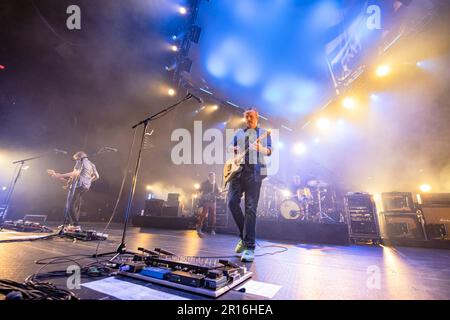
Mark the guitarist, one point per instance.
(207, 203)
(248, 181)
(83, 174)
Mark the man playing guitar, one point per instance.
(207, 203)
(80, 178)
(248, 180)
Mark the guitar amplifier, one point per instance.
(436, 212)
(168, 211)
(435, 200)
(398, 202)
(153, 207)
(404, 225)
(437, 220)
(362, 217)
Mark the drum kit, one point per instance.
(313, 202)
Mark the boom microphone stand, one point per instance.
(121, 249)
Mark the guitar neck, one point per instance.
(265, 134)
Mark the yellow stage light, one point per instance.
(349, 103)
(383, 70)
(323, 123)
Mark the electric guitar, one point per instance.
(233, 165)
(68, 182)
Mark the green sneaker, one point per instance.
(239, 247)
(248, 255)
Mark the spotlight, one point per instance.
(349, 103)
(383, 70)
(182, 10)
(323, 124)
(299, 148)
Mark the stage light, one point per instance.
(349, 103)
(182, 10)
(299, 148)
(383, 70)
(323, 124)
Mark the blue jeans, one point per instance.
(245, 183)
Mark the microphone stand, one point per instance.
(121, 249)
(16, 176)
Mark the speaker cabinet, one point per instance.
(403, 225)
(153, 207)
(437, 220)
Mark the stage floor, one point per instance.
(304, 271)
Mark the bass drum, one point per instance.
(290, 210)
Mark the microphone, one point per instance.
(59, 151)
(199, 100)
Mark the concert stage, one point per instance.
(306, 232)
(303, 271)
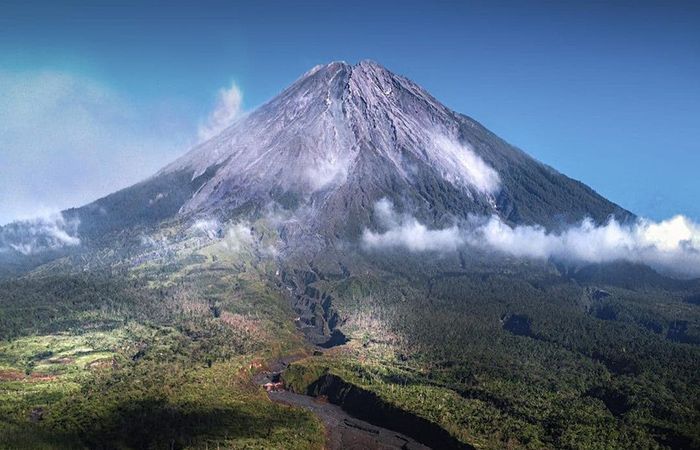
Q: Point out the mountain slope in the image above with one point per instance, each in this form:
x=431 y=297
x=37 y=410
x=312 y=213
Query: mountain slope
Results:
x=339 y=139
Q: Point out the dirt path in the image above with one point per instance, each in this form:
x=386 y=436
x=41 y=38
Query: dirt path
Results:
x=345 y=431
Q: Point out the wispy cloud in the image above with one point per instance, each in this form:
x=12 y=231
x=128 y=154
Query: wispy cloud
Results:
x=39 y=234
x=671 y=246
x=460 y=164
x=405 y=231
x=229 y=107
x=67 y=140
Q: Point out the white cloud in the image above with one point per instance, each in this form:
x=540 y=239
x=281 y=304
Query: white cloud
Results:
x=459 y=163
x=407 y=232
x=238 y=236
x=229 y=107
x=210 y=227
x=326 y=172
x=66 y=140
x=671 y=246
x=39 y=234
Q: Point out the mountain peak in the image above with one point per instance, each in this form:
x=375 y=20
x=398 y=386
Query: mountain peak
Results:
x=343 y=136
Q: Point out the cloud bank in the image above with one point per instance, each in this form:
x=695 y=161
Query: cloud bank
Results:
x=405 y=231
x=671 y=246
x=229 y=107
x=40 y=234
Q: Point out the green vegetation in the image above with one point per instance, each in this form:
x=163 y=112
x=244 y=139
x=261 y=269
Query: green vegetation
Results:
x=519 y=356
x=161 y=356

◆ ◆ ◆ ◆ ◆ ◆ ◆

▶ What you need to do: Would you please copy the material exactly, leaving all the pictures out?

▶ Output for this task:
Mark the guitarist, one point per instance.
(207, 203)
(248, 181)
(83, 174)
Mark the man playing guitar, one point per instance.
(207, 203)
(80, 178)
(248, 180)
Mark the guitar amplifier, one point per instance.
(436, 212)
(168, 211)
(435, 200)
(398, 202)
(153, 207)
(404, 225)
(437, 220)
(362, 217)
Mark the drum kit, one point per instance.
(313, 202)
Mark the boom microphone stand, one point per instance.
(121, 249)
Mark the guitar neck, one point per instance.
(265, 134)
Mark the yellow stage light, one point per instance.
(349, 103)
(383, 70)
(323, 123)
Mark the electric guitar, one point per instance.
(233, 165)
(68, 182)
Mark the green sneaker, one point per instance.
(239, 247)
(248, 255)
Mark the spotlight, one point per instance.
(349, 103)
(383, 70)
(182, 10)
(323, 124)
(299, 148)
Mark the stage light, one point per instance.
(349, 103)
(182, 10)
(299, 148)
(383, 70)
(323, 124)
Mark the blue jeans, one point per instance.
(245, 183)
Mark the microphone stand, one point per instance.
(121, 249)
(16, 176)
Mark the speaker cabinet, one point per instance.
(403, 225)
(153, 207)
(437, 220)
Mark the stage floor, one point per instance.
(304, 271)
Mark the bass drum, one point per instance.
(290, 210)
Mark the microphone, one point per instance.
(59, 151)
(199, 100)
Mark the concert stage, one point per instance.
(306, 232)
(303, 271)
Q: Point out the mountain slope in the image above with one point per instance, each in this form:
x=431 y=297
x=37 y=410
x=312 y=213
Query: mountain slope
Results:
x=339 y=139
Q: Point out the dirt path in the image above with one point per instance, each in this form:
x=386 y=436
x=41 y=38
Query: dirt path
Results:
x=345 y=431
Q: Point out the wispy cloud in the image above with one point per instance, each in this form:
x=12 y=231
x=128 y=154
Query: wispy cloud
Results:
x=39 y=234
x=671 y=246
x=460 y=164
x=405 y=231
x=229 y=107
x=67 y=140
Q: Point out the white cloud in the image above with one point per instance, each in this form:
x=540 y=239
x=281 y=304
Query: white cloud
Results:
x=459 y=163
x=407 y=232
x=238 y=236
x=229 y=107
x=210 y=227
x=326 y=172
x=66 y=140
x=671 y=246
x=39 y=234
Q: Point out the mountain peak in the image above with one point per instance, each in this form:
x=375 y=20
x=398 y=386
Query: mountain peak
Results:
x=343 y=136
Q: Point out the cloud bank in the image above with one point per instance, each in this form:
x=695 y=161
Query: cloud bank
Results:
x=405 y=231
x=671 y=246
x=229 y=107
x=40 y=234
Q: Point out the green vegetation in the image above with one point per instance, each in this form:
x=163 y=112
x=244 y=139
x=261 y=269
Query: green vegetation
Results:
x=519 y=356
x=161 y=356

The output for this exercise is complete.